/---

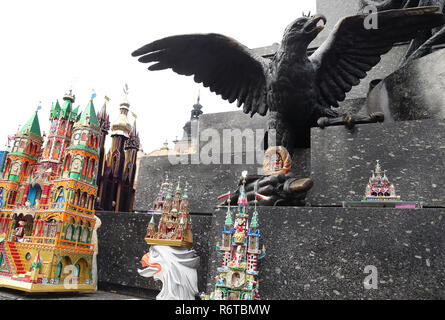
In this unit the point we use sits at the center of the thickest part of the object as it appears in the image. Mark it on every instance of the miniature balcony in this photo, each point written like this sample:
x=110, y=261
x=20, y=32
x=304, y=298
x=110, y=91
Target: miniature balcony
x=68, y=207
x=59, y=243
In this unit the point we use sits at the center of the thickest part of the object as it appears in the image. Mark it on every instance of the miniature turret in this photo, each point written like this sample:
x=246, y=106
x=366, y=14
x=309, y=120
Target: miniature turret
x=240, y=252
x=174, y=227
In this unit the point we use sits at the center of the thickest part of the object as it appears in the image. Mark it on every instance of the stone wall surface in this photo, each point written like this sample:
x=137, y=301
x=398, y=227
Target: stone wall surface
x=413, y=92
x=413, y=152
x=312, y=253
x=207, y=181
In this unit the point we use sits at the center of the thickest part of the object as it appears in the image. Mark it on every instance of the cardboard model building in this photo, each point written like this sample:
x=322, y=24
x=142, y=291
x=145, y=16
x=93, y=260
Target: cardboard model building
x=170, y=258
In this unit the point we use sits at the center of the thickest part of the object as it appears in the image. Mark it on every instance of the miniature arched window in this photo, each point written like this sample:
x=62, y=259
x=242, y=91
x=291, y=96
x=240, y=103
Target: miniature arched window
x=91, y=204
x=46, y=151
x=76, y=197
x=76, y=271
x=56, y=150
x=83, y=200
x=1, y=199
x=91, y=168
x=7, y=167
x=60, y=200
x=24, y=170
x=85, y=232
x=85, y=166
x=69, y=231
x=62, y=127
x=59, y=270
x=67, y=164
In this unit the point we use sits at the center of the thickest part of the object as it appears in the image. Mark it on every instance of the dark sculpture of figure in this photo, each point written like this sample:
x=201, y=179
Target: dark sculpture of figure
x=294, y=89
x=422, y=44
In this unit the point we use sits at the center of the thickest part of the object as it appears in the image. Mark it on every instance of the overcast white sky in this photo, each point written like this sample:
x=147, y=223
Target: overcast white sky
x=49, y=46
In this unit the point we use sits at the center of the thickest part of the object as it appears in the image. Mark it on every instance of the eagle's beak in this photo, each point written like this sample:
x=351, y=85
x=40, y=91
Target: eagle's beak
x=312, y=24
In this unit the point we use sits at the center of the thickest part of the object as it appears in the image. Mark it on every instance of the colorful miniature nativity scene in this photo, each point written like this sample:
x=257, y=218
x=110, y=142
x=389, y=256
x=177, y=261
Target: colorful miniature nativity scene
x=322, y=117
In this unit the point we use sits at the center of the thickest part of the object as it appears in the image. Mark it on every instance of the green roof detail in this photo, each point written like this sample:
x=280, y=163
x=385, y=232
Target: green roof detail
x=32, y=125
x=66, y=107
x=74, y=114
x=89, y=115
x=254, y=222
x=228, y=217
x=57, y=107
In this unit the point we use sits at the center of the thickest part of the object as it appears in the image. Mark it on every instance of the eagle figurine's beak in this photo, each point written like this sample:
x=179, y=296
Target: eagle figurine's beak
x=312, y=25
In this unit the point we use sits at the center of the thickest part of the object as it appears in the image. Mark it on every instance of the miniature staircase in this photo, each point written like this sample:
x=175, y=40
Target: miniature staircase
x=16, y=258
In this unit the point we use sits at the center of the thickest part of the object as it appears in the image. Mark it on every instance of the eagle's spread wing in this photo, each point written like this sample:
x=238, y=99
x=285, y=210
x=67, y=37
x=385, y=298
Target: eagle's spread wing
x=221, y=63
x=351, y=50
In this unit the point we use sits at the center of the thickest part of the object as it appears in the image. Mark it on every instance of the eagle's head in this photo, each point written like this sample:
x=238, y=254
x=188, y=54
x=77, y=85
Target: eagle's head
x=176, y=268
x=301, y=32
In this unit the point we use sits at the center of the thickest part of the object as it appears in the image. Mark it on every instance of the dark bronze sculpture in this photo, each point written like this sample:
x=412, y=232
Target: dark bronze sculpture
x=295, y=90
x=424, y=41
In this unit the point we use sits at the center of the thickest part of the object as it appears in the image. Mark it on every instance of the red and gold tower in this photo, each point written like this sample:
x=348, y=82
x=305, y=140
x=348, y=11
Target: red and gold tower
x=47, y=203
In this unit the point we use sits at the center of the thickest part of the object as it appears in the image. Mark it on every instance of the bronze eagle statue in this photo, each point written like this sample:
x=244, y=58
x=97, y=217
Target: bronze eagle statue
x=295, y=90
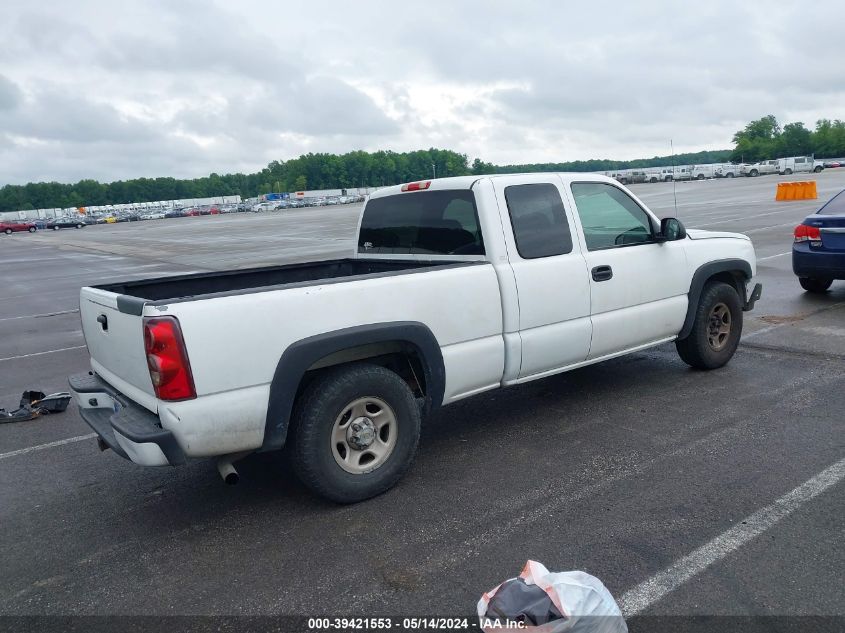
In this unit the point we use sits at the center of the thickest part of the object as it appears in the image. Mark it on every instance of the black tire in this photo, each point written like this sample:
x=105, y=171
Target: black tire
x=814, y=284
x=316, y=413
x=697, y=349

\---

Set out every line of the records above as a JSON list of strings, one string per line, with blank lines omitted. Leave the pictures out of the answer.

*Solution to this task*:
[
  "In this unit the point we use sits at the center of the thickest part of the object as it appears in the image. Mark it on every instance of the miniature balcony in this photo, each point written like this sample:",
  "x=110, y=261",
  "x=20, y=32",
  "x=304, y=298",
  "x=110, y=91",
  "Target: miniature balcony",
  "x=68, y=207",
  "x=59, y=243",
  "In this unit the point we use sits at the center of the thickest part of the object as it appears in the image. Mark it on every instance of the miniature turret in this photo, each point written like this sample:",
  "x=246, y=106",
  "x=366, y=14",
  "x=309, y=120",
  "Target: miniature turret",
  "x=240, y=252",
  "x=174, y=227",
  "In this unit the point we use sits at the center of the thickest part of the object as it appears in the image. Mark it on every instance of the stone wall surface in this photo, each point written like this sample:",
  "x=137, y=301",
  "x=398, y=227",
  "Target: stone wall surface",
  "x=413, y=92",
  "x=413, y=152",
  "x=312, y=253",
  "x=207, y=181",
  "In this unit the point we use sits at the center of the thickest part of the object as it appears in the image. Mark it on every instance of the cardboard model building in this photo, each point written like this sample:",
  "x=322, y=24",
  "x=142, y=291",
  "x=145, y=16",
  "x=93, y=260",
  "Target: cardboard model building",
  "x=170, y=258",
  "In this unit the point we use sits at the center of the thickest part of the object as it appears in the image. Mark it on every instance of the miniature arched window in this photo, each point written like this sample:",
  "x=62, y=259",
  "x=242, y=91",
  "x=291, y=96",
  "x=240, y=103",
  "Target: miniature arched window",
  "x=91, y=204",
  "x=46, y=151",
  "x=76, y=197",
  "x=76, y=271",
  "x=56, y=150",
  "x=83, y=200",
  "x=1, y=199",
  "x=91, y=168",
  "x=7, y=167",
  "x=60, y=200",
  "x=24, y=170",
  "x=85, y=232",
  "x=85, y=166",
  "x=69, y=231",
  "x=62, y=127",
  "x=59, y=270",
  "x=67, y=164",
  "In this unit the point we use sits at the center of the thickest part of the object as it appears in the image. Mark it on every instance of the dark sculpture of figure in this photo, each point written like this sample:",
  "x=201, y=179",
  "Target: dark sculpture of figure",
  "x=294, y=89",
  "x=422, y=44",
  "In this unit the point we use sits at the center of the thickest part of the object as it appears in the image. Mark it on every instance of the overcast white sky in this photo, each point written like this sample:",
  "x=147, y=223",
  "Target: overcast white sky",
  "x=49, y=46",
  "In this unit the point we use sits at the center of the thickest part of the object as it appears in the image. Mark it on every instance of the eagle's beak in this photo, each point written like this sample:",
  "x=351, y=85",
  "x=40, y=91",
  "Target: eagle's beak",
  "x=312, y=24",
  "In this unit the point we use sits at the center of the thickest part of the object as it appears in the image. Mark it on every instance of the colorful miniature nativity scene in this photo, each point written like this sample:",
  "x=257, y=218",
  "x=110, y=142",
  "x=389, y=256",
  "x=177, y=261",
  "Target: colorful miniature nativity scene",
  "x=322, y=117",
  "In this unit the point we use sits at the center of the thickest part of the object as it appears in the image. Mark it on every instance of the green roof detail in this photo, each point written like this sample:",
  "x=280, y=163",
  "x=385, y=232",
  "Target: green roof detail",
  "x=32, y=125",
  "x=66, y=107",
  "x=74, y=114",
  "x=89, y=115",
  "x=254, y=222",
  "x=228, y=217",
  "x=57, y=107",
  "In this unit the point we use sits at the center of the thickest part of the object as it appears in the image. Mark it on every instance of the eagle figurine's beak in this photo, each point written like this sample:",
  "x=179, y=296",
  "Target: eagle figurine's beak",
  "x=312, y=25",
  "In this unit the point we use sits at the center of the thickest part of the object as it appears in the image. Mark it on every instance of the miniature staircase in this photo, each point written like this sample:",
  "x=175, y=40",
  "Target: miniature staircase",
  "x=16, y=258",
  "In this unit the point we use sits at the center of the thickest part of the object as it appears in the image. Mark it on every instance of the eagle's spread wing in this photo, each point written like this sample:",
  "x=238, y=99",
  "x=285, y=210",
  "x=67, y=37",
  "x=385, y=298",
  "Target: eagle's spread wing",
  "x=221, y=63",
  "x=351, y=50",
  "In this unit the point we use sits at the center of the thickest part of the object as it appears in the image. Mark it on every instance of the eagle's head in this photo, each point written like this sample:",
  "x=238, y=254",
  "x=188, y=54",
  "x=77, y=85",
  "Target: eagle's head",
  "x=176, y=268",
  "x=301, y=32",
  "In this unit the point we use sits at the center of the thickest part of the object as it appears in the image. Mark it on every instance of the dark bronze sculpture in this photo, each point written like this sample:",
  "x=412, y=232",
  "Target: dark bronze sculpture",
  "x=295, y=90",
  "x=424, y=41",
  "In this unit the point we use sits at the center of the thickest part of the object as it appears in the image. Mark it on every instance of the red and gold tower in this photo, each point written like this sample:",
  "x=348, y=82",
  "x=305, y=140",
  "x=348, y=11",
  "Target: red and gold tower",
  "x=47, y=203",
  "In this unit the point we use sits at the center of the thickest part of the object as it appears in the image. Mark it on every instance of the bronze eagle statue in this photo, each point written like this sample:",
  "x=244, y=58",
  "x=97, y=217",
  "Target: bronze eagle statue",
  "x=295, y=90",
  "In this unit the point we use sits at the center of the thickest part of the object as it appears in the image. Mark it on every instance of the black tire in this photo, each point written like this sample:",
  "x=105, y=171",
  "Target: black tire",
  "x=814, y=284",
  "x=316, y=413",
  "x=697, y=349"
]